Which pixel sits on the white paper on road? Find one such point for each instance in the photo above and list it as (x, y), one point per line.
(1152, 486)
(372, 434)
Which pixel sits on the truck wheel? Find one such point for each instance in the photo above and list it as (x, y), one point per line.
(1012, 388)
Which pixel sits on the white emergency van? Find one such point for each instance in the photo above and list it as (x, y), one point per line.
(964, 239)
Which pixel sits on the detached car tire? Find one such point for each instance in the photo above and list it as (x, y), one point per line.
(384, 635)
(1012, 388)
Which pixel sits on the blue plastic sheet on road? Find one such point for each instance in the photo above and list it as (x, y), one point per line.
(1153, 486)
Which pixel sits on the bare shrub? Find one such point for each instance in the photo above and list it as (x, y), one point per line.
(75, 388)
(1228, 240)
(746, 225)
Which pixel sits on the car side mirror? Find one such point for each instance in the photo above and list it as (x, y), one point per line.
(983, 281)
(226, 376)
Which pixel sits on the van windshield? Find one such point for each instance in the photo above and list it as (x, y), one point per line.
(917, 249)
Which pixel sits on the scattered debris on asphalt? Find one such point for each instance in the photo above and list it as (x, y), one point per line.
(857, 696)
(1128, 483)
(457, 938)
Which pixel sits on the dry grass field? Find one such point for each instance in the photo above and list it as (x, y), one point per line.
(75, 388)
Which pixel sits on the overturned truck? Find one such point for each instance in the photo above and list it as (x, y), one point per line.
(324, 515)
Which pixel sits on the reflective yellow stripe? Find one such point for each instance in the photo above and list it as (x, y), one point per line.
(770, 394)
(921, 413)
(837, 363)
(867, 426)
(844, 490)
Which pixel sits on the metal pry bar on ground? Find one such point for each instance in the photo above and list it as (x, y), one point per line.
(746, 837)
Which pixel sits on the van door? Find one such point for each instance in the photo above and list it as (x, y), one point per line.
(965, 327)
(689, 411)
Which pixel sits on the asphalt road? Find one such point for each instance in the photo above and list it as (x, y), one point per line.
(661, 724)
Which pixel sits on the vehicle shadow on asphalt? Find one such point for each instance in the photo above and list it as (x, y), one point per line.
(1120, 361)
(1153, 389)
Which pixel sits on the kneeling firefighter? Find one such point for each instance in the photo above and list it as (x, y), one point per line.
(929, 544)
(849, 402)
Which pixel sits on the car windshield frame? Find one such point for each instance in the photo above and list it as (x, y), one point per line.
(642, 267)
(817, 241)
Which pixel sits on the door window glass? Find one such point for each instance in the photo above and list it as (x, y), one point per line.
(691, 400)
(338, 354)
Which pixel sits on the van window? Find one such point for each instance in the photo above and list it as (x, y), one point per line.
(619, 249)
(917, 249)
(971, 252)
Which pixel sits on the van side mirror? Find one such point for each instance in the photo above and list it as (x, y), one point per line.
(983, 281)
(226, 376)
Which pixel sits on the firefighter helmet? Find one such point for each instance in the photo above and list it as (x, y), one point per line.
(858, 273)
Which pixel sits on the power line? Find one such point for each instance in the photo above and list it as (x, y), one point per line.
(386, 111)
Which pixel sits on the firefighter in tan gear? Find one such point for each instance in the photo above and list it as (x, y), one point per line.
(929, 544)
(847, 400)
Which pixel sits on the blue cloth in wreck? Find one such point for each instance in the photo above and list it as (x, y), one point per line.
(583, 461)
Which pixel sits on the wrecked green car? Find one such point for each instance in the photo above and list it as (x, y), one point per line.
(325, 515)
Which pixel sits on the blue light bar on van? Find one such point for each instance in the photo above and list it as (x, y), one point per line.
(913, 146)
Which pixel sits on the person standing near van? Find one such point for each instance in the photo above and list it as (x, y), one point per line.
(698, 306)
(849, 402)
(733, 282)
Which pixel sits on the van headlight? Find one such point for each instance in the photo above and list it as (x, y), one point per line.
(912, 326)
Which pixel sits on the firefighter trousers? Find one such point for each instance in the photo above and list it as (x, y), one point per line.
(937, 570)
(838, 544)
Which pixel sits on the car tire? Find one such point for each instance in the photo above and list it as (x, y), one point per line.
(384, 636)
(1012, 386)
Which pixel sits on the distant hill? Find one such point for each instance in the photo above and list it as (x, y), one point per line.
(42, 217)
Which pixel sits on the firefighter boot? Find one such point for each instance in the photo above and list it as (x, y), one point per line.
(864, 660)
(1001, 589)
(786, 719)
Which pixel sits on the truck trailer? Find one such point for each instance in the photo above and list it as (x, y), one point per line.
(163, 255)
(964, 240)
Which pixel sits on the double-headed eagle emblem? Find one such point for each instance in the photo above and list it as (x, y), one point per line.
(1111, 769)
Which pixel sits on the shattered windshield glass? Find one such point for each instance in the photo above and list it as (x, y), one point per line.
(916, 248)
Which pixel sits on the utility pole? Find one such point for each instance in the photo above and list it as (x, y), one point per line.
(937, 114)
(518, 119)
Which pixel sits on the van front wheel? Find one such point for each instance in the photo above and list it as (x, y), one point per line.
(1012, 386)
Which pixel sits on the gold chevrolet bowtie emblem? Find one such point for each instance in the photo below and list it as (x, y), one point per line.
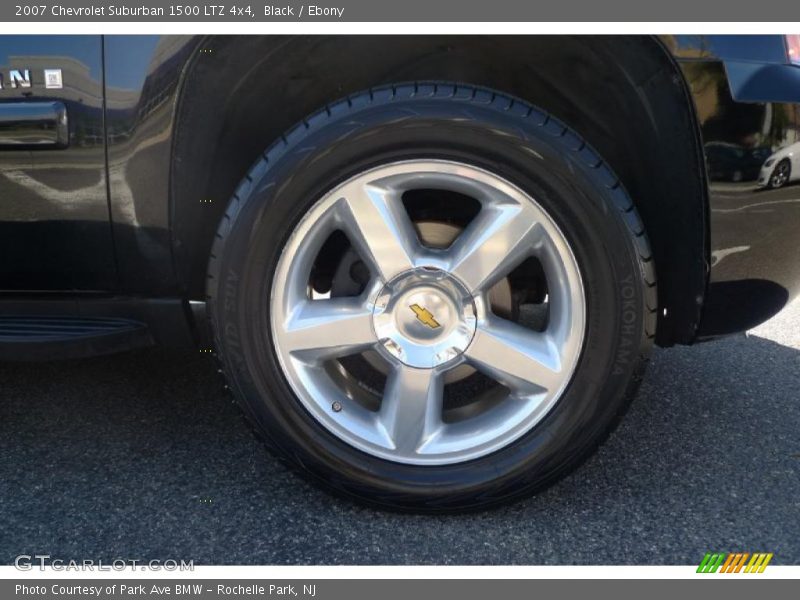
(425, 316)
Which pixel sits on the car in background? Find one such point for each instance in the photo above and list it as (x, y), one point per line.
(781, 168)
(732, 162)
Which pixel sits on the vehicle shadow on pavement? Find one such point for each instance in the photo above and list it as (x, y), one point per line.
(143, 456)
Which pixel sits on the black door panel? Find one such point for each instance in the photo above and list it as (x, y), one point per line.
(55, 232)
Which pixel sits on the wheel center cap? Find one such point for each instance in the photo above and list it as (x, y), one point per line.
(424, 318)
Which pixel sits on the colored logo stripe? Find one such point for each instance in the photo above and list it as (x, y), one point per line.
(733, 562)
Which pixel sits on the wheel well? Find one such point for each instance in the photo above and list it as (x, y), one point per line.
(624, 95)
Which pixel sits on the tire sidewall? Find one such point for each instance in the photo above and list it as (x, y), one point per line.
(317, 158)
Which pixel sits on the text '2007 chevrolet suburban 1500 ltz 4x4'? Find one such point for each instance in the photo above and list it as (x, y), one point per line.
(431, 268)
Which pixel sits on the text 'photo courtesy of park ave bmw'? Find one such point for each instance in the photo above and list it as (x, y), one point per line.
(430, 269)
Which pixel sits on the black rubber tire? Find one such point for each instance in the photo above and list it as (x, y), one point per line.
(490, 130)
(771, 185)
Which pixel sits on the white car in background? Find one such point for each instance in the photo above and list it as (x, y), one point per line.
(781, 168)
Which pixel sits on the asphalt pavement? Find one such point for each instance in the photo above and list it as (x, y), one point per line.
(143, 456)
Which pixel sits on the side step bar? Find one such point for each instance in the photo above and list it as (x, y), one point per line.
(40, 337)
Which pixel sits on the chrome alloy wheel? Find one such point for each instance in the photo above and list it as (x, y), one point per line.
(426, 311)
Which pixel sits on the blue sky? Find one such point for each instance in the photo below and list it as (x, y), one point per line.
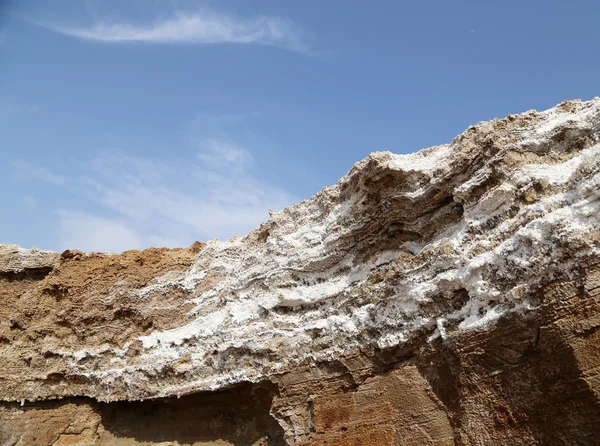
(133, 123)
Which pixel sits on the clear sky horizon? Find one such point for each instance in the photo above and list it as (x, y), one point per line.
(126, 124)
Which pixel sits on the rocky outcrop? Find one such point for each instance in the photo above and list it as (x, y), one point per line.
(449, 296)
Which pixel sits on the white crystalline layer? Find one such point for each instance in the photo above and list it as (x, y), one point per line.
(298, 294)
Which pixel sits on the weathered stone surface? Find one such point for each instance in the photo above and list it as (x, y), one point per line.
(445, 297)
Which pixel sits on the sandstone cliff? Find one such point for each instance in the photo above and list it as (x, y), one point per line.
(445, 297)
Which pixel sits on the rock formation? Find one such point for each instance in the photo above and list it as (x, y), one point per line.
(447, 297)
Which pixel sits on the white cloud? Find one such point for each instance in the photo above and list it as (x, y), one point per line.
(25, 169)
(201, 27)
(147, 202)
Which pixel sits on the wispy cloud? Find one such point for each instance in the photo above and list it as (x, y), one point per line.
(200, 27)
(26, 169)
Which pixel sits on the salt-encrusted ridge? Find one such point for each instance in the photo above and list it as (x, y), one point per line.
(449, 238)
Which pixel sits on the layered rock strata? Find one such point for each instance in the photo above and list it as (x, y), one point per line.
(450, 296)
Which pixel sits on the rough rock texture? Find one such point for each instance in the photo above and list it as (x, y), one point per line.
(446, 297)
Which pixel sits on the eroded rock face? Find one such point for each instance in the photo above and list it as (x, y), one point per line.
(444, 297)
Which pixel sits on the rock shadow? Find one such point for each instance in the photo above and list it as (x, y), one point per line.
(239, 415)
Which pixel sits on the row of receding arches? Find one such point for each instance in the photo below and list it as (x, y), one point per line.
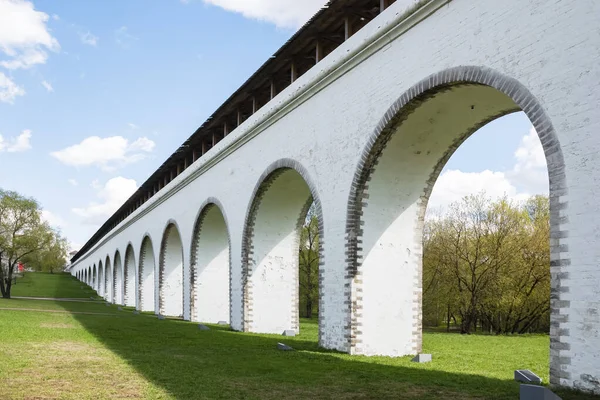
(123, 281)
(382, 233)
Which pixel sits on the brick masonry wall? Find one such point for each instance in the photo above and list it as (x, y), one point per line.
(327, 120)
(210, 272)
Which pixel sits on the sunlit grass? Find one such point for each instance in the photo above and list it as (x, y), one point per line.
(122, 355)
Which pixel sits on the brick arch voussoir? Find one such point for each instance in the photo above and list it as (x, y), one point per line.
(266, 179)
(203, 210)
(378, 139)
(171, 224)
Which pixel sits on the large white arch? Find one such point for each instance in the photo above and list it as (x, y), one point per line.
(108, 280)
(275, 216)
(170, 275)
(129, 272)
(101, 279)
(392, 186)
(210, 266)
(146, 275)
(117, 278)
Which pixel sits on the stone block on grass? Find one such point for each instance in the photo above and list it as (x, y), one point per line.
(284, 347)
(535, 392)
(421, 358)
(526, 376)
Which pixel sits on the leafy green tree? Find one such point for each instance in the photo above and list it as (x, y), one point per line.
(309, 265)
(51, 258)
(486, 264)
(22, 233)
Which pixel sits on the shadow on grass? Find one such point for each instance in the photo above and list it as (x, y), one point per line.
(188, 363)
(58, 284)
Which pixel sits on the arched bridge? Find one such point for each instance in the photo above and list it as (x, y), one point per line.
(358, 113)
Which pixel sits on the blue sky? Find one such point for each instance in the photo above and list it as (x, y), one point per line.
(95, 95)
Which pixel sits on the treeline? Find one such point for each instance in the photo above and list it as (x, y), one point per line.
(26, 238)
(486, 266)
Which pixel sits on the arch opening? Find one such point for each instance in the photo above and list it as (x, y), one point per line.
(146, 276)
(108, 281)
(170, 275)
(390, 193)
(117, 279)
(101, 280)
(211, 267)
(129, 277)
(271, 249)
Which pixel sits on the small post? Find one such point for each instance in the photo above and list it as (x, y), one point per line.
(347, 28)
(318, 51)
(383, 4)
(293, 73)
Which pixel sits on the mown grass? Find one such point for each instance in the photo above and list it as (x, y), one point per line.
(126, 356)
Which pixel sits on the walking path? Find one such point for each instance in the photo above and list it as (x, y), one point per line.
(54, 311)
(58, 299)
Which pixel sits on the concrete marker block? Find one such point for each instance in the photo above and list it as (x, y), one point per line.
(421, 358)
(526, 376)
(284, 347)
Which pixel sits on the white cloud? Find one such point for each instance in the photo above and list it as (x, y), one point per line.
(124, 38)
(24, 37)
(18, 144)
(9, 90)
(283, 13)
(530, 170)
(88, 38)
(527, 177)
(48, 86)
(112, 195)
(107, 153)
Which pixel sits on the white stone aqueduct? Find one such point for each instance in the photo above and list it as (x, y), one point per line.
(364, 134)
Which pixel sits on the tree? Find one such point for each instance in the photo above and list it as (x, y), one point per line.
(52, 257)
(22, 233)
(309, 264)
(486, 263)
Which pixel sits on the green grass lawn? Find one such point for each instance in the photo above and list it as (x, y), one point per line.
(126, 356)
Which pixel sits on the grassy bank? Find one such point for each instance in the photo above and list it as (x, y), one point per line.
(122, 355)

····················

§ What is needed
An exact restatement of the lines from the one with "Which pixel sits on the tree?" through the last line of the data is the only acceptable answer.

§ Answer to this exercise
Which pixel sits on the tree? Find one such point for each instance in the photo above and list it as (x, y), one point per line.
(52, 257)
(22, 233)
(309, 264)
(486, 263)
Which pixel sits on the green grass lawn? Find one such point for each instance in the photo above and list it as (x, y), one point per line.
(126, 356)
Which pixel sits on the grassy bank? Find one such point for each instance in the photo above and list it as (x, y), one point per line.
(122, 355)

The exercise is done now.